Directions for this task ::
Render the data below as a JSON list of strings, one string per line and no blank lines.

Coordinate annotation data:
□ □ □ □ □ □ □
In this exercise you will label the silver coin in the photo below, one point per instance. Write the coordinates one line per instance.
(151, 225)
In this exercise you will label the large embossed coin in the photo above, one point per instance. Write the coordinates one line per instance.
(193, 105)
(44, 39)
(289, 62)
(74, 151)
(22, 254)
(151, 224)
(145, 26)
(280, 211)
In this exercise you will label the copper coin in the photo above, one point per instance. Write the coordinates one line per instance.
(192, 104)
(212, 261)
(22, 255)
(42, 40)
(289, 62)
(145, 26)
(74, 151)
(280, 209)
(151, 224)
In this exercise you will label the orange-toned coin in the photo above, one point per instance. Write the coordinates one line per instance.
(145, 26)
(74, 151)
□ □ □ □ □ □ □
Task solution ::
[
  "In this exercise you will label the silver coin in the photo below, one point per instance. Write the coordinates one line per instance.",
  "(151, 225)",
  "In this exercise you will label the large embossed coin in the photo above, one point per instance. Write the coordinates one line per instance.",
  "(193, 105)",
  "(44, 39)",
  "(289, 62)",
  "(74, 151)",
  "(22, 254)",
  "(151, 224)",
  "(145, 26)",
  "(280, 211)",
  "In this exercise you will label the copper coin in the photo above, one point per instance. Write the coordinates one line per instance.",
  "(192, 104)",
  "(212, 261)",
  "(22, 255)",
  "(42, 40)",
  "(289, 62)",
  "(145, 26)",
  "(74, 151)",
  "(280, 209)",
  "(151, 224)",
  "In this exercise you will label the orange-toned coin in the photo above, one point per instance. Write the coordinates one line per instance.",
  "(145, 26)",
  "(74, 151)"
]